Continue the passage below on the historical Jesus and the claim that he was also true God, picking up right after its closing question.

__Extract__.
···
This emphasis derives in part from the success- however qualified-with which modern New Testament scholarship has brought us face to face with the historical Jesus of Nazareth, an achievement the real value of which has in my view been most unprofitably obscured by those recent theological fashions which have disclaimed interest in any other Jesus than the kerygmatic Christ of apostolic witness and have denied that our New Testament sources can yield up any other. However, be its causes what they may, does not so much outright insistence as we are hearing today on what Knox calls "the reality and normality of Jesus's manhood" demand new apologetic efforts of those who with the Fathers and the ancients credal formularies still affirm that this historical human Jesus, a prophet from Nazareth, while truly man was also ontologically "True God from true God"?
···
__Data excerpts__.
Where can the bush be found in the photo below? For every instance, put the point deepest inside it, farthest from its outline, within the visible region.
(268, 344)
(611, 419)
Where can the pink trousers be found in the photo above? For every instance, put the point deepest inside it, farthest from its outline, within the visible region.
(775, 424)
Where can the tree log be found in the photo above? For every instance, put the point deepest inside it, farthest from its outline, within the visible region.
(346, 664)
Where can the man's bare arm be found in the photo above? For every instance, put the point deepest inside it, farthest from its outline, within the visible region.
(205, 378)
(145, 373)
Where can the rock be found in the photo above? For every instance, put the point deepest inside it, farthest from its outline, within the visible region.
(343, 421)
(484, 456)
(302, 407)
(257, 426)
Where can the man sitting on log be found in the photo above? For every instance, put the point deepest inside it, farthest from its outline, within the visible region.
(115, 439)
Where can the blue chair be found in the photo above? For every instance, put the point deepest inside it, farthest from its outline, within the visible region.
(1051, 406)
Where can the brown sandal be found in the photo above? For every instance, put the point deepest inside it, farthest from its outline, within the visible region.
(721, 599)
···
__The result__.
The embarrassing edge of this age-long problem is commonly thought to be turned by the plea that, despite the implications of some of their language, the Fathers never intended to identify Jesus with God outright. This is said to be evident from their use of the Logos christology in confessing Jesus as God's Son. So orthodox christology in confessing Jesus as truly God is not asserting that Jesus is God without qualification, or God absolutely. But will this line of arguement do? May I at least frankly admit that, coming as it so often does from eminent christian theologians, I find it quite extraordinary? For does it not at once evoke the query, What kind of God is it, then, who is only God with qualification, who is not God absolutely? On any legitimate christian use of terms is any being who is only God with qualification and not God absolutely, any longer truly God?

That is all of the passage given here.